**Extract to read**
=-=-=
Exposure to accounting is a significant influencing factor on student interest. The data shows  that Black students are the least likely to know an accountant personally (29%), compared to Hispanic students (37%) and AAPI and white students (38%). Additionally, Black and Hispanic students have less access to high school accounting courses (37% and 40%, respectively) but show equal interest when such courses are available.

In terms of perception, the research found improvements across all demographic groups, particularly in how they view accounting’s value proposition, long-term earning potential and work-life balance. The percentage of students who agreed that accounting careers offer good long-term earning potential increased 8.5 points on average across all groups from 2021 to 2024. And the percentage of students who see accounting careers as stable or always in demand increased 6.5 points on average across all groups.
=-=-=
**Extracted entries**
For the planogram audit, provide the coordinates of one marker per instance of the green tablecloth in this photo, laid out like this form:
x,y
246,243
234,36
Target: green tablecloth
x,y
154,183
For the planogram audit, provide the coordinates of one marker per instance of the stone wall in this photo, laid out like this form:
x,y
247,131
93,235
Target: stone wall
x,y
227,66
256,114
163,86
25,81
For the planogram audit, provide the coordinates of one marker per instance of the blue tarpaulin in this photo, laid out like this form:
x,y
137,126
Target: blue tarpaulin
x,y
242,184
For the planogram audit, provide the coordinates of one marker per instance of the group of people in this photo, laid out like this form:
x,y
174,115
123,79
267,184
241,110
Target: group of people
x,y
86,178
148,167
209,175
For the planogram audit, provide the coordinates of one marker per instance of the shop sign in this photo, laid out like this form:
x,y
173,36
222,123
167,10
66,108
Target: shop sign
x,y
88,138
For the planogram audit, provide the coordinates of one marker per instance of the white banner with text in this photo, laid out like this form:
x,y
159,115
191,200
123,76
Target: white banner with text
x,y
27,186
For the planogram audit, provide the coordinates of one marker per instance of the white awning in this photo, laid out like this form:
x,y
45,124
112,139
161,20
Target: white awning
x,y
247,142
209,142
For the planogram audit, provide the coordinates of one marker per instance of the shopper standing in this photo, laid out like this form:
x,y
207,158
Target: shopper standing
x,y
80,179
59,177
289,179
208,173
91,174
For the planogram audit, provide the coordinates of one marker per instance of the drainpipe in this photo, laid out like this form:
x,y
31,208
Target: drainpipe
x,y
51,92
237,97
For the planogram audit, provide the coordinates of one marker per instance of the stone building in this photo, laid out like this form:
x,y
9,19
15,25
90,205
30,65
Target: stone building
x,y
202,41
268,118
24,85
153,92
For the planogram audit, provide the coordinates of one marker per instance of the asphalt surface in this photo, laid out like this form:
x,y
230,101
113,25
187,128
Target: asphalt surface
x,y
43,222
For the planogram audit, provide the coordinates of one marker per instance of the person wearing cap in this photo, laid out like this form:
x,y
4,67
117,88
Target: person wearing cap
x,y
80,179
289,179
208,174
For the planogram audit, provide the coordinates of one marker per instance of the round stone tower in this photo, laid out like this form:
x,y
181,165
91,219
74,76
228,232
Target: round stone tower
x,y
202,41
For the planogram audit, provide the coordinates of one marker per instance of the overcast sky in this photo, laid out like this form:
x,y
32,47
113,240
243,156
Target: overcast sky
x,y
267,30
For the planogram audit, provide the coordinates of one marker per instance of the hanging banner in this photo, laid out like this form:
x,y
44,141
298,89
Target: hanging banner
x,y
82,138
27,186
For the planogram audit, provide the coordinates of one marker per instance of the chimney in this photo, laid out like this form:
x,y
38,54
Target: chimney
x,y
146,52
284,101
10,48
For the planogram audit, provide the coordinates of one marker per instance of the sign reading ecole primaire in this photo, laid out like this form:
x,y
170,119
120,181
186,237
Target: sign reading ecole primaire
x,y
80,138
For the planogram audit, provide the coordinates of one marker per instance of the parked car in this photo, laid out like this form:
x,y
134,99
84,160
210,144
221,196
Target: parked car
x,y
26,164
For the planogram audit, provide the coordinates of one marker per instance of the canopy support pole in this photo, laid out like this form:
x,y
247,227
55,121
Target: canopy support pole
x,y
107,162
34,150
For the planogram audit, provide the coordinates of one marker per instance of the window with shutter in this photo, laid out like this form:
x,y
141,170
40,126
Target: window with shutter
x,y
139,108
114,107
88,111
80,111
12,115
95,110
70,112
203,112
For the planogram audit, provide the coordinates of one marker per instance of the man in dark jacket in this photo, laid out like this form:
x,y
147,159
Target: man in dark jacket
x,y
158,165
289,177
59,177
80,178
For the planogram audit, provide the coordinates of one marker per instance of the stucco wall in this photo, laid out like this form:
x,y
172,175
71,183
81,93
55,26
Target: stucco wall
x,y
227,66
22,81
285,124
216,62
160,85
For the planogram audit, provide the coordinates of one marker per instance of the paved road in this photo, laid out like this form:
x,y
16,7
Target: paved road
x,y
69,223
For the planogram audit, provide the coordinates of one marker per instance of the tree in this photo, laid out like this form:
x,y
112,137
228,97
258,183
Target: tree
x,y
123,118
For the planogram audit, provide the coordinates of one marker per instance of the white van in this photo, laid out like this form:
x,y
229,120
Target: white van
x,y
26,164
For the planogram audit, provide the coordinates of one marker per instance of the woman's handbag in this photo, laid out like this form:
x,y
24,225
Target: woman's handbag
=-=-=
**Task prompt**
Return the full passage above on students' exposure to and views of accounting careers, word for word.

**Your solution**
Exposure to accounting is a significant influencing factor on student interest. The data shows  that Black students are the least likely to know an accountant personally (29%), compared to Hispanic students (37%) and AAPI and white students (38%). Additionally, Black and Hispanic students have less access to high school accounting courses (37% and 40%, respectively) but show equal interest when such courses are available.

In terms of perception, the research found improvements across all demographic groups, particularly in how they view accounting’s value proposition, long-term earning potential and work-life balance. The percentage of students who agreed that accounting careers offer good long-term earning potential increased 8.5 points on average across all groups from 2021 to 2024. And the percentage of students who see accounting careers as stable or always in demand increased 6.5 points on average across all groups.